Quoted text

Higgs inflation is among the most economical and predictive inflation models , although the original Higgs inflation requires tuning the Higgs or top mass away from its current experimental value by more than 2 \sigma deviations , and generally gives a negligible tensor-to-scalar ratio r \sim 10 ^ { -3 } ( if away from the vicinity of critical point ) .
In this work , we construct a minimal extension of Higgs inflation , by adding only two new weak-singlet particles at TeV scale , a vector-quark \mathcal { T } and a real scalar \mathcal { S } .
The presence of singlets ( \mathcal { T } , \mathcal { S } ) significantly impact the renormalization group running of the Higgs boson self-coupling .

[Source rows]
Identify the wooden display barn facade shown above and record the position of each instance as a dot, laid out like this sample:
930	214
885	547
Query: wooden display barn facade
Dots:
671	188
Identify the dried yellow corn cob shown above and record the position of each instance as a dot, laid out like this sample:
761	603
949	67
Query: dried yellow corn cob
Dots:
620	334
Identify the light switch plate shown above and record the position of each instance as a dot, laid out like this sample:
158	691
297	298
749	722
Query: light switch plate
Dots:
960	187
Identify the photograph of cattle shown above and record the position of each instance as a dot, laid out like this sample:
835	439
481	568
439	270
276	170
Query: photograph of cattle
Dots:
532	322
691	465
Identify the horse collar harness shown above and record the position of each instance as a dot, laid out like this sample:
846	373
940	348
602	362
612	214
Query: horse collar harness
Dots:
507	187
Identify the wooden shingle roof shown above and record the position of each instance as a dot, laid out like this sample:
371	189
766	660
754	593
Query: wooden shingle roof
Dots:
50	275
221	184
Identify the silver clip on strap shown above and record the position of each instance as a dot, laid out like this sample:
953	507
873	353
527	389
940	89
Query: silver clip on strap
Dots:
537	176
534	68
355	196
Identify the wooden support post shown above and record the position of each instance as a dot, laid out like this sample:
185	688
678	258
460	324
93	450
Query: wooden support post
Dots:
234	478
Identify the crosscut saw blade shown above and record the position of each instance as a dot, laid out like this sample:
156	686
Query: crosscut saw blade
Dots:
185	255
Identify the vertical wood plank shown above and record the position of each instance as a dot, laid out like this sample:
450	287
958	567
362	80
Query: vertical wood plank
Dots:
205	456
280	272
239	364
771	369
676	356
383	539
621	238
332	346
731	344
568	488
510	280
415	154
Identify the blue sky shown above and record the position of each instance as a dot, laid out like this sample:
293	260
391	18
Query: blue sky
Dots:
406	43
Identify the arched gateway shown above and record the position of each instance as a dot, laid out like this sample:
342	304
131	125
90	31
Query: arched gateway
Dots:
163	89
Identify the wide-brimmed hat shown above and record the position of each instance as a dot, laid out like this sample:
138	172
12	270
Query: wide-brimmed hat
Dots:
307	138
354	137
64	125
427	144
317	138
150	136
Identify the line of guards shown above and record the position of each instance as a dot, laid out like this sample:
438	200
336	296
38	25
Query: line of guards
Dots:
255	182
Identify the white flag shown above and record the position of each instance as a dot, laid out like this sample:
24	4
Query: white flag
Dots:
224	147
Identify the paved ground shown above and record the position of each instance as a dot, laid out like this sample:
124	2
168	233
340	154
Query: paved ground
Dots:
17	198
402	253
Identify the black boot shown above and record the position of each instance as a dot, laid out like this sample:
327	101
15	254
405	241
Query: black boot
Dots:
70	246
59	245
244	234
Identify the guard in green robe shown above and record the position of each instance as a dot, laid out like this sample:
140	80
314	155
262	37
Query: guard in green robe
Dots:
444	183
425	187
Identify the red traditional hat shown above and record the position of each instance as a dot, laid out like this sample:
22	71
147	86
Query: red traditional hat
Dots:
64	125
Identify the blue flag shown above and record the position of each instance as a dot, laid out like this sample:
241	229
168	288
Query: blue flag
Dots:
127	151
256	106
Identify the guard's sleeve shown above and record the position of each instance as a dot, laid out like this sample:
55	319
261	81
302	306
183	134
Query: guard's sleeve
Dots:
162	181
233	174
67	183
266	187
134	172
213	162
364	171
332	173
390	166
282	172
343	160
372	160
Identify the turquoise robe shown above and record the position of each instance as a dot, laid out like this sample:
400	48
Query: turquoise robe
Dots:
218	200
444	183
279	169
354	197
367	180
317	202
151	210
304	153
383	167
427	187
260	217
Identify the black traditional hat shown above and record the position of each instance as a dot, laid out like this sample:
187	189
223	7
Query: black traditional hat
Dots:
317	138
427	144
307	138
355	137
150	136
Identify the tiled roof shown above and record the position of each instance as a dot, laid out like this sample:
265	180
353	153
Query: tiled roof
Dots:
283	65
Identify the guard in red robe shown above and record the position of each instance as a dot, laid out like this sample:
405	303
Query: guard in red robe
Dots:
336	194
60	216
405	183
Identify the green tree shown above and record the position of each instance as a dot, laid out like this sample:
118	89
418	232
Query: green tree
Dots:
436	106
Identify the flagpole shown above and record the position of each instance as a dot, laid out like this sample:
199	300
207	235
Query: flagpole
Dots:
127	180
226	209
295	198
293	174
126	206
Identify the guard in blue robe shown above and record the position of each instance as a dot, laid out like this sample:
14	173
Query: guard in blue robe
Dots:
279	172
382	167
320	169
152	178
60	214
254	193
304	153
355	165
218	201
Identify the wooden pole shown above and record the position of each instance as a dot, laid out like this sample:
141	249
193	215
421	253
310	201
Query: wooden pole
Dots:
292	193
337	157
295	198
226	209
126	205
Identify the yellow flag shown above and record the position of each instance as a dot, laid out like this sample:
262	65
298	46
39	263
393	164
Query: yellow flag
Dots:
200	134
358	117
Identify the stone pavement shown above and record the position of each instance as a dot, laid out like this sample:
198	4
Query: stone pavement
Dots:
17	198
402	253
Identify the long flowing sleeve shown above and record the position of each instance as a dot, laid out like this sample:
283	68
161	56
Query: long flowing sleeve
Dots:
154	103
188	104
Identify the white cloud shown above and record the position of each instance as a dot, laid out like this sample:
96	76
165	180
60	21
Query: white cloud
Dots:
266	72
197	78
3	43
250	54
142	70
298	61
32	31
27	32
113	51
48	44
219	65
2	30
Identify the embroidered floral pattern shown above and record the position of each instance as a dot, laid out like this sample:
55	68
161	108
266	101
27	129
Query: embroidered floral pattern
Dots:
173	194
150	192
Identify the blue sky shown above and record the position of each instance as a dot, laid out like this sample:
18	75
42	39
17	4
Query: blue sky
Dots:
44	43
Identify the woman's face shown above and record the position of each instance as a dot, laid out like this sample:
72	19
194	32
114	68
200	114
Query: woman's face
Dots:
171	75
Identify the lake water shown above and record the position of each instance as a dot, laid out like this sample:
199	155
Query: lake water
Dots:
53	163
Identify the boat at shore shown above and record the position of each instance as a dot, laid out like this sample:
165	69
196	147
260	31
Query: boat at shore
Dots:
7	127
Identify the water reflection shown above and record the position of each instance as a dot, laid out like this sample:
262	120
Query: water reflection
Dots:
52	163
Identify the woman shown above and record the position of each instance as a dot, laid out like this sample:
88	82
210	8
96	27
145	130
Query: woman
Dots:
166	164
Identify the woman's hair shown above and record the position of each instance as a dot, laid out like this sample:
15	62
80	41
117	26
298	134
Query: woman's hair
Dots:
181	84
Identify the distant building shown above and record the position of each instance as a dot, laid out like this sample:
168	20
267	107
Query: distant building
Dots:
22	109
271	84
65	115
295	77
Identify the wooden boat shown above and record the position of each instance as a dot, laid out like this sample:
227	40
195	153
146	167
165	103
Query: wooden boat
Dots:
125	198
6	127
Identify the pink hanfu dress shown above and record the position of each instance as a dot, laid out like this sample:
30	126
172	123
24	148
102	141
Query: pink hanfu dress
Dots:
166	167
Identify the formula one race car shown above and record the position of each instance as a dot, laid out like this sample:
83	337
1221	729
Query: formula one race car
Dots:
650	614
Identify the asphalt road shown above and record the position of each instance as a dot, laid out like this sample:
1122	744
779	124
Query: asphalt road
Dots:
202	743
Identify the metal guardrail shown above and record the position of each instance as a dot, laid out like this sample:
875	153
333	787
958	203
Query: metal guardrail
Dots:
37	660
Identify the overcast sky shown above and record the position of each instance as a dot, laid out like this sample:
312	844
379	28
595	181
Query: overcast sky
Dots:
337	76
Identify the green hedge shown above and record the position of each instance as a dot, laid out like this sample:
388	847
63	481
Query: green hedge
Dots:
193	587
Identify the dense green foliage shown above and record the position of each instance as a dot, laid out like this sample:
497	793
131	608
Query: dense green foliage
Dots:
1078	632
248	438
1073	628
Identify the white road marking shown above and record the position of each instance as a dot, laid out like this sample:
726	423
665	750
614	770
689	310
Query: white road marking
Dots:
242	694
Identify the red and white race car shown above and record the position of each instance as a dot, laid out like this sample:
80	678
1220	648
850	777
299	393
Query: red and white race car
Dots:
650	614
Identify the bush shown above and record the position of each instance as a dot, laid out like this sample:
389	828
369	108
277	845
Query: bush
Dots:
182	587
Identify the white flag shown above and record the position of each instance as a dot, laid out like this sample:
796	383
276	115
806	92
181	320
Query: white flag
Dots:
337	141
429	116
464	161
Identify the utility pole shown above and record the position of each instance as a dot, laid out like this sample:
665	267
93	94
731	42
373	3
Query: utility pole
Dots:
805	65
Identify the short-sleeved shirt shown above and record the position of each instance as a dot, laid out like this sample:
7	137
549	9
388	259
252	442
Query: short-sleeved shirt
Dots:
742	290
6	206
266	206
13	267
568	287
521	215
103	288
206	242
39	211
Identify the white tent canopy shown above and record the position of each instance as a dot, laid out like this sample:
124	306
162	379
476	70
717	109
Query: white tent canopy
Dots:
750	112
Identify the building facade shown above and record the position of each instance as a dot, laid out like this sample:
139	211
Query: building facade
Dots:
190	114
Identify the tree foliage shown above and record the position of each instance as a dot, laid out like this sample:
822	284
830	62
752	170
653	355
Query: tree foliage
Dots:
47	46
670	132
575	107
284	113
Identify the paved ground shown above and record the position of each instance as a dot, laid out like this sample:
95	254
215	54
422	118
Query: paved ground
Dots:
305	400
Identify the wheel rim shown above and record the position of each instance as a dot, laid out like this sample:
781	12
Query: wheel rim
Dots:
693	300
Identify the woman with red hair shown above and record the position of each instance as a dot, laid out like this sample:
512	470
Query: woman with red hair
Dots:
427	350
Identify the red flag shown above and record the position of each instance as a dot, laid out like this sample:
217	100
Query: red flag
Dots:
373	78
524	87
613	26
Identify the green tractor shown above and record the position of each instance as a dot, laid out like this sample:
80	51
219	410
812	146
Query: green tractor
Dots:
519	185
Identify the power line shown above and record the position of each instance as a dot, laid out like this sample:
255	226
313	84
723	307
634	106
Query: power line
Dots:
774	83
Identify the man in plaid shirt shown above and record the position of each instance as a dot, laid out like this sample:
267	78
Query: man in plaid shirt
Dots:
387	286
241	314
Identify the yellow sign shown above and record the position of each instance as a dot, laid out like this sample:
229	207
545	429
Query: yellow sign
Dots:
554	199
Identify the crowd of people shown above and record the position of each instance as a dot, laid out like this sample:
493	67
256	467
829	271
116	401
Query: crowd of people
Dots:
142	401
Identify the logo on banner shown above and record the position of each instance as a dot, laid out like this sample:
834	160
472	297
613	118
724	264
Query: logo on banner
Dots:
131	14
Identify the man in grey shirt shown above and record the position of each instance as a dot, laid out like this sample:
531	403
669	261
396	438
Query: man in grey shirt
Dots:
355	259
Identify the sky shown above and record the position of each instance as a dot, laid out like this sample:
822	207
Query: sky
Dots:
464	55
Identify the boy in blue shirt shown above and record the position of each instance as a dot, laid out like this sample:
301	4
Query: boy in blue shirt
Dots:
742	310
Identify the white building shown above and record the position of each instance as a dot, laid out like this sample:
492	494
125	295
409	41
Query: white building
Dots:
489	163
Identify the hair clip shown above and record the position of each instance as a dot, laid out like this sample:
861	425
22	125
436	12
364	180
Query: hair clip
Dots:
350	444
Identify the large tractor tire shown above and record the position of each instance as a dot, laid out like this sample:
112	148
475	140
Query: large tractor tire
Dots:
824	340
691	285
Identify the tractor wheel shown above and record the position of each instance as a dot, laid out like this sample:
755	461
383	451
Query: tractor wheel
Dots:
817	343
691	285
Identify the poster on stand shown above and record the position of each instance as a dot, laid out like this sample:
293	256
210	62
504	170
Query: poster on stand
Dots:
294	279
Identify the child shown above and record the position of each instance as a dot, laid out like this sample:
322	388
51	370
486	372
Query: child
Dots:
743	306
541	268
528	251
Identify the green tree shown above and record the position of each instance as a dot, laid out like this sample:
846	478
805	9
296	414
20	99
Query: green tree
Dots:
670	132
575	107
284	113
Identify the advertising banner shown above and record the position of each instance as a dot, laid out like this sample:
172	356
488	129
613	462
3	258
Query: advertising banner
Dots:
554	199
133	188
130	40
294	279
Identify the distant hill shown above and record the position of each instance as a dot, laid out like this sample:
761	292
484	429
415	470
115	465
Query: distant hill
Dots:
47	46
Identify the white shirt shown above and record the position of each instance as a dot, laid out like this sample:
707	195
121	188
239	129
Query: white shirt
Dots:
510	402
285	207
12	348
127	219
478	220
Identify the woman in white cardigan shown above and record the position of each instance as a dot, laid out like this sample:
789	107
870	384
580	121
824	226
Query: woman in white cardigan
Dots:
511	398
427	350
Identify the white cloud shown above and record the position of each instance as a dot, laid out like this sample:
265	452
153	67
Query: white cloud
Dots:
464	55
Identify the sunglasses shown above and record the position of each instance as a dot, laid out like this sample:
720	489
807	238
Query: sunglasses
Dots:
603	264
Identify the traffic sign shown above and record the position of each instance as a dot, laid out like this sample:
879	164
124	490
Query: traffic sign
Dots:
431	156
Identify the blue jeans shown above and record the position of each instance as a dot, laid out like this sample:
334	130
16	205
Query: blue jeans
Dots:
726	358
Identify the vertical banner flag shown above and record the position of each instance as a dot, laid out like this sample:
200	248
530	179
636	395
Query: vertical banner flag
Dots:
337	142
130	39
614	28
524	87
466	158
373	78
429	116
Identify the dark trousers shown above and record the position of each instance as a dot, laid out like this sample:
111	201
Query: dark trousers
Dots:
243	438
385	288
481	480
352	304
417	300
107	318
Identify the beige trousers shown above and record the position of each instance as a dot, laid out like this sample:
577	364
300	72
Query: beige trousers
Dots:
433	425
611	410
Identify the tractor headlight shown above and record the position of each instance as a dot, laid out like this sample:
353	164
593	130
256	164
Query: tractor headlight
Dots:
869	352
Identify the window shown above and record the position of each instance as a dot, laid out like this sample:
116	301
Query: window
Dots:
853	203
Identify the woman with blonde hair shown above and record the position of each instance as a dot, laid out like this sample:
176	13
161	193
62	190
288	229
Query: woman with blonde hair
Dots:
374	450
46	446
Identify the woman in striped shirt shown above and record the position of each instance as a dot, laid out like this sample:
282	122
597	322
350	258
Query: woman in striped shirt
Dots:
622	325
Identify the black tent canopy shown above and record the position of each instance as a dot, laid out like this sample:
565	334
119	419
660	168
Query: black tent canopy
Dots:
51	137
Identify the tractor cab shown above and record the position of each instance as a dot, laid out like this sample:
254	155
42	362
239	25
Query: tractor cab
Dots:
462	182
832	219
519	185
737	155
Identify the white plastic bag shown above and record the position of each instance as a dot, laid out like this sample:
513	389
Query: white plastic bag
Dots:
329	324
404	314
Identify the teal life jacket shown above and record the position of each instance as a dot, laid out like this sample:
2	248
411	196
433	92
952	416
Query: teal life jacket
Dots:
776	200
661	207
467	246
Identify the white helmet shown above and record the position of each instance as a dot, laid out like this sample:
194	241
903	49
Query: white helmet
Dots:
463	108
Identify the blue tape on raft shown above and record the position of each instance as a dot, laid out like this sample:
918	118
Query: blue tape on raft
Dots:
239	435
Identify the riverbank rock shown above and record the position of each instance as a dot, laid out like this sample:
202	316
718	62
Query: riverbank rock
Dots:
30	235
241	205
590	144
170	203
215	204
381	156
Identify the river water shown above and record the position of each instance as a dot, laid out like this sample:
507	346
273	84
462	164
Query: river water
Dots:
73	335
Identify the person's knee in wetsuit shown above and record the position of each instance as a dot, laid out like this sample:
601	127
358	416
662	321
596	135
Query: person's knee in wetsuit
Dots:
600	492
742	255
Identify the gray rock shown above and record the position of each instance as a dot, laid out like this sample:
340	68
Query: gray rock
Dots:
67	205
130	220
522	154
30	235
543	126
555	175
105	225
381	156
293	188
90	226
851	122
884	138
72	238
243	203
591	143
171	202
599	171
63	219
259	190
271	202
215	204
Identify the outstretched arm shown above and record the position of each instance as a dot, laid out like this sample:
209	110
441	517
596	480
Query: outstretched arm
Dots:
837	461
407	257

Set problem 1
What does the Higgs inflation passage say makes the proposed extension minimal? Answer in one to three sentences.
Set problem 2
Continue the Higgs inflation passage from its last sentence.

Output 1
The extension is minimal because it adds only two new weak-singlet particles at the TeV scale: a vector-quark 𝒯 and a real scalar 𝒮.

Output 2
With this , our model provides a wider range of the tensor-to-scalar ratio r = \mathcal { O } ( { 0.1 - 10 ^ { -3 } } ) , consistent with the favored r values by either BICEP2 or Planck data , while keeping the successful prediction of the spectral index n _ { s } \simeq 0.96 .
It further allows the Higgs and top masses to fully fit the collider measurements .
We also discuss implications for searching the predicted TeV-scale vector-quark \mathcal { T } and scalar \mathcal { S } at the LHC and future high energy pp colliders .